_WORK TASK_:
Repeat word for word every line from the one holding "positive clicks: (41, 40) (11, 40) (5, 39)" to the end of the material below.

_MATERIALS PROVIDED_:
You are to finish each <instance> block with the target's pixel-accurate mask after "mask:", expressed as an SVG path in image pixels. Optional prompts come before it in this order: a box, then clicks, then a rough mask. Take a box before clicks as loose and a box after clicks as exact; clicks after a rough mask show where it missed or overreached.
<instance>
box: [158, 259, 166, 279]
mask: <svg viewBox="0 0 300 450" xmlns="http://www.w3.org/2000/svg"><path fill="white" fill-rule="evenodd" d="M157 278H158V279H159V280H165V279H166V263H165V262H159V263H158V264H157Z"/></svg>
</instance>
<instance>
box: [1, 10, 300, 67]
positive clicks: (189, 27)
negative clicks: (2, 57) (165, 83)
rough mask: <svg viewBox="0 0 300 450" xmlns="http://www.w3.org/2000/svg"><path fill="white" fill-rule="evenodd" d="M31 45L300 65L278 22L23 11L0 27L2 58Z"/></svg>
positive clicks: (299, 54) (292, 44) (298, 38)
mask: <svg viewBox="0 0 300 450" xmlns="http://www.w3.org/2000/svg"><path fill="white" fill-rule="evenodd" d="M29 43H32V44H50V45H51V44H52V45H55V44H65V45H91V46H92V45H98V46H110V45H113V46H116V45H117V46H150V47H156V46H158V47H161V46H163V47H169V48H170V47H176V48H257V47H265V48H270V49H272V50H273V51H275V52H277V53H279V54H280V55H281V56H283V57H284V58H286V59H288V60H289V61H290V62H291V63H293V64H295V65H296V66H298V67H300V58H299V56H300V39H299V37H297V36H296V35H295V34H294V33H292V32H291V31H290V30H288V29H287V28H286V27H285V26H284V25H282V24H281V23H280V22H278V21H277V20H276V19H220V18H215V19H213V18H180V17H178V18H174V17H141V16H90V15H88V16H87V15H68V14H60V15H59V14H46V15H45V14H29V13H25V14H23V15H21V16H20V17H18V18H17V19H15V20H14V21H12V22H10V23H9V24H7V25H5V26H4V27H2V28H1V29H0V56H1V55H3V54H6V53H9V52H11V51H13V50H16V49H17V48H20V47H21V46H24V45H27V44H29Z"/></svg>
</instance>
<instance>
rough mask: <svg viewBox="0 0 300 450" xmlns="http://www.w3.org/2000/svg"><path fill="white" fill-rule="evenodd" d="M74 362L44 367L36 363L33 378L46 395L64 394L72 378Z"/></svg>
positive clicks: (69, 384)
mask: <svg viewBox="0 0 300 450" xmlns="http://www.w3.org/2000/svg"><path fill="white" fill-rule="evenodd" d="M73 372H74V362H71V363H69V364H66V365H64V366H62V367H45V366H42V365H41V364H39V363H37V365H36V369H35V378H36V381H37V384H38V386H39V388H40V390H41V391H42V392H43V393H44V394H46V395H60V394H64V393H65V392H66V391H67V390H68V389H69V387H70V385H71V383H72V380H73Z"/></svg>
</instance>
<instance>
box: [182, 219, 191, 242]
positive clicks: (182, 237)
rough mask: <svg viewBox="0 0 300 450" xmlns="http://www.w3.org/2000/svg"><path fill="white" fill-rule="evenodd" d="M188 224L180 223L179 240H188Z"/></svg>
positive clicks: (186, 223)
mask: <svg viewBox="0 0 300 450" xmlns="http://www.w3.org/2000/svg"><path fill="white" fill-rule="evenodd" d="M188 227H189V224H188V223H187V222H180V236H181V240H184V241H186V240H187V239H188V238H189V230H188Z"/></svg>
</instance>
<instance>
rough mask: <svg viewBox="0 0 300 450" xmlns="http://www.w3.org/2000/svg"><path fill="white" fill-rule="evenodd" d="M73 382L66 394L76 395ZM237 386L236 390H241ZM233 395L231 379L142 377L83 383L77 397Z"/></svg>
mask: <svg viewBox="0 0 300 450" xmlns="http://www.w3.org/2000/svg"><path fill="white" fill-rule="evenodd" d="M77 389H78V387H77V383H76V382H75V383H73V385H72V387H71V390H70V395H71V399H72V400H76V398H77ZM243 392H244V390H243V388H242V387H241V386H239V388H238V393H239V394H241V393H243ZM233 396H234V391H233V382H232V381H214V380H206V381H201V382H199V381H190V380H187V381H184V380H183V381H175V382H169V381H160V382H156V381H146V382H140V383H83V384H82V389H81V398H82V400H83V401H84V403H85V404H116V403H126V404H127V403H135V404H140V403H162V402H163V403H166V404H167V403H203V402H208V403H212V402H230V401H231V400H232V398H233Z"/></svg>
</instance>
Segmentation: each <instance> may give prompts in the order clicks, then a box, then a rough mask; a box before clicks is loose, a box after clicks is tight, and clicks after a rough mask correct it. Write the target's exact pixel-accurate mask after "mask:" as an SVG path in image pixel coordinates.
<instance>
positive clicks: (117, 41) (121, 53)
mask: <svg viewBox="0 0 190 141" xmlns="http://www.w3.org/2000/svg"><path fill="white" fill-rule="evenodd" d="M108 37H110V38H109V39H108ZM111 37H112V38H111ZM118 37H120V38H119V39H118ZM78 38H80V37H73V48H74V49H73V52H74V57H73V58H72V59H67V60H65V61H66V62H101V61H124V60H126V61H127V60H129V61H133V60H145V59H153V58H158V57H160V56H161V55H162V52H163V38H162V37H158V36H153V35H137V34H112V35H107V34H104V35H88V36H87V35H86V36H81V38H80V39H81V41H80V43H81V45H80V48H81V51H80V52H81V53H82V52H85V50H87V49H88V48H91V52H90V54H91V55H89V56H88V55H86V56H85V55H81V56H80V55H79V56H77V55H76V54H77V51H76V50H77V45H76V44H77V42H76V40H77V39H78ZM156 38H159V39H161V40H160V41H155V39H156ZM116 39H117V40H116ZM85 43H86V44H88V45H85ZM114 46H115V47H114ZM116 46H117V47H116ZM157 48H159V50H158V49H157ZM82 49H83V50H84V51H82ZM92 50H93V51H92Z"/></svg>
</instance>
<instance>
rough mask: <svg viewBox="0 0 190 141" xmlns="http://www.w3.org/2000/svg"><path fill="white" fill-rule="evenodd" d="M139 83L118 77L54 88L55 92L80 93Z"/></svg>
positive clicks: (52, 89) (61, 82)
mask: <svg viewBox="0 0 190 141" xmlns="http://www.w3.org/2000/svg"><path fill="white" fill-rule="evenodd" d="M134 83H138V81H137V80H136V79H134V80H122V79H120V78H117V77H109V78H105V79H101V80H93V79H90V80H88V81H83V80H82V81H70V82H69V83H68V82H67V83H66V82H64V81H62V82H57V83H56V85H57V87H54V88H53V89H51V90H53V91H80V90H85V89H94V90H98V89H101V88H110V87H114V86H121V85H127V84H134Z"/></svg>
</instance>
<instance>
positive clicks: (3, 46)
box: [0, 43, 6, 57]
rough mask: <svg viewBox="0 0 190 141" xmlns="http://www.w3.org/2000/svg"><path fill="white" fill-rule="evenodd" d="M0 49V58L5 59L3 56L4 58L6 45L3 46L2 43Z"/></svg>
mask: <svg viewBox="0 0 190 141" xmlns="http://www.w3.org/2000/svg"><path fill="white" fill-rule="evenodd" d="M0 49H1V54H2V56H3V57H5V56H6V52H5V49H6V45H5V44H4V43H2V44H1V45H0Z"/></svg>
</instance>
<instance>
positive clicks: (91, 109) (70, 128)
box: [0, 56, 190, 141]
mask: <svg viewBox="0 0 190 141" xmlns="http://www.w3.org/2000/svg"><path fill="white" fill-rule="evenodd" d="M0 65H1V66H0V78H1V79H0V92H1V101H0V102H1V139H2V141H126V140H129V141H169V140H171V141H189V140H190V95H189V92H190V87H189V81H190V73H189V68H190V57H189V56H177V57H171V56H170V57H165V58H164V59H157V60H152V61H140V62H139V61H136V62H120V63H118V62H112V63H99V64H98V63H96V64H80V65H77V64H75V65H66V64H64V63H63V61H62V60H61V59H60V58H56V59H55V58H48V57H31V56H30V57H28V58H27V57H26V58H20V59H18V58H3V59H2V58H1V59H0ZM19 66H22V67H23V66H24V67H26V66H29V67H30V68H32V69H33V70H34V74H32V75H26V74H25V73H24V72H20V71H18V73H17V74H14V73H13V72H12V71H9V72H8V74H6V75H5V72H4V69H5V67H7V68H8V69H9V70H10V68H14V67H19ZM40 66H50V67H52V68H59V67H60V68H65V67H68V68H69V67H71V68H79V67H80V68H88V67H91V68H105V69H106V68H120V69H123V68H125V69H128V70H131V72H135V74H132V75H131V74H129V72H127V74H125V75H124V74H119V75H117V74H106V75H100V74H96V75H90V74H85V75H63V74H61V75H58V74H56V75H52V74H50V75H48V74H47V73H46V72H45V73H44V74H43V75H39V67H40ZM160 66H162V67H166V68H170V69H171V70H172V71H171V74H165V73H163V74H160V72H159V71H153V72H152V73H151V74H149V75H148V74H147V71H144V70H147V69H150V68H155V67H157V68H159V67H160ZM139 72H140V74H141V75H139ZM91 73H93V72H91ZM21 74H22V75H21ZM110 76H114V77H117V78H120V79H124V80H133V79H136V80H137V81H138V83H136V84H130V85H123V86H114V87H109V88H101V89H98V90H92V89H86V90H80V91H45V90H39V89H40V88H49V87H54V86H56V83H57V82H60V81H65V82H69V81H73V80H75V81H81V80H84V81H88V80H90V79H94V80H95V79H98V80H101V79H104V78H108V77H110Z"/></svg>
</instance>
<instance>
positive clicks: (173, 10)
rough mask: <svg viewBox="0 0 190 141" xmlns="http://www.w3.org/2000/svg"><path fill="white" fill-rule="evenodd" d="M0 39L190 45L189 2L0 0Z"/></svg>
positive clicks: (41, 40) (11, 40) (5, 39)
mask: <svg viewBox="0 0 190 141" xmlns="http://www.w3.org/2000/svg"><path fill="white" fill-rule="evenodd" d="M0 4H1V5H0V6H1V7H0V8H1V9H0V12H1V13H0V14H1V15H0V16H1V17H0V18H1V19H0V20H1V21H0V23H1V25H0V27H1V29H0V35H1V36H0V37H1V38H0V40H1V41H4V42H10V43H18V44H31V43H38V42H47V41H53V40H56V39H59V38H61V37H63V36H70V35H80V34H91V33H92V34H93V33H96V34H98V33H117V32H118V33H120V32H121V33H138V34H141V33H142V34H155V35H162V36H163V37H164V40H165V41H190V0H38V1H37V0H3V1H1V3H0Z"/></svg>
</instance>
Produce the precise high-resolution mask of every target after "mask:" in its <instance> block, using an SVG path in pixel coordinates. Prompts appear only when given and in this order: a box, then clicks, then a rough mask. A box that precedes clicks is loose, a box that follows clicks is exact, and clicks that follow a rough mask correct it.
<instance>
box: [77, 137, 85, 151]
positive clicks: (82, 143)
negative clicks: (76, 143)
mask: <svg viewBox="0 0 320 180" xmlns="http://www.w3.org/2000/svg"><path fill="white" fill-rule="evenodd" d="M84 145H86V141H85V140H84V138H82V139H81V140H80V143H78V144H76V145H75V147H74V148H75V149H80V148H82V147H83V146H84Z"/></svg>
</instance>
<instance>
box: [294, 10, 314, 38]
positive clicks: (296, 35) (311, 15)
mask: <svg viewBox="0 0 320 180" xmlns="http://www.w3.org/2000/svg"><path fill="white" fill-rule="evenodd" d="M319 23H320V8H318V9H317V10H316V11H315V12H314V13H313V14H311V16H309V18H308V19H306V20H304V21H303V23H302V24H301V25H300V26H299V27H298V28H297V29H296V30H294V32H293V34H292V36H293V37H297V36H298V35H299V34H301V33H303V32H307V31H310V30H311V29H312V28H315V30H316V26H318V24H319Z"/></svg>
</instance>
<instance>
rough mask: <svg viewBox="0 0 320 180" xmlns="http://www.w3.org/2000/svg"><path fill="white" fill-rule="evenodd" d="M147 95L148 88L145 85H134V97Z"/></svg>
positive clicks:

_RESULT FOR THIS EXERCISE_:
positive clicks: (41, 40) (11, 40) (5, 39)
mask: <svg viewBox="0 0 190 141" xmlns="http://www.w3.org/2000/svg"><path fill="white" fill-rule="evenodd" d="M0 4H1V5H0V6H1V7H0V8H1V9H0V12H1V13H0V14H1V15H0V16H1V17H0V18H1V19H0V20H1V21H0V23H1V25H0V27H1V29H0V35H1V36H0V37H1V38H0V40H1V41H4V42H10V43H18V44H31V43H38V42H47V41H53V40H56V39H59V38H61V37H63V36H70V35H80V34H91V33H92V34H93V33H96V34H98V33H117V32H118V33H120V32H121V33H138V34H141V33H142V34H155V35H162V36H163V37H164V40H165V41H190V0H38V1H37V0H3V1H1V3H0Z"/></svg>
</instance>
Produce the precise high-resolution mask of every target after "mask:" in its <instance> block, using an SVG path in pixel coordinates. Prompts appear only when given and in this order: a box, then clicks, then a rough mask. A box that precedes clicks is loose, a box that follows clicks is exact, and clicks that follow a rough mask correct it.
<instance>
box: [77, 137, 85, 151]
positive clicks: (82, 143)
negative clicks: (76, 143)
mask: <svg viewBox="0 0 320 180" xmlns="http://www.w3.org/2000/svg"><path fill="white" fill-rule="evenodd" d="M84 145H86V141H85V140H84V138H82V139H81V140H80V143H78V144H76V145H75V147H74V148H75V149H80V148H82V147H83V146H84Z"/></svg>
</instance>
<instance>
box: [294, 10, 314, 38]
positive clicks: (296, 35) (311, 15)
mask: <svg viewBox="0 0 320 180" xmlns="http://www.w3.org/2000/svg"><path fill="white" fill-rule="evenodd" d="M319 23H320V8H318V9H317V10H316V11H315V12H314V13H313V14H311V16H309V18H308V19H306V20H304V21H303V23H302V24H301V25H300V26H299V27H298V28H297V29H296V30H294V32H293V34H292V36H293V37H297V36H298V35H299V34H301V33H303V32H307V31H310V30H311V29H312V28H315V30H316V26H318V24H319Z"/></svg>
</instance>
<instance>
rough mask: <svg viewBox="0 0 320 180" xmlns="http://www.w3.org/2000/svg"><path fill="white" fill-rule="evenodd" d="M147 95L148 88L145 85H134V97Z"/></svg>
positive clicks:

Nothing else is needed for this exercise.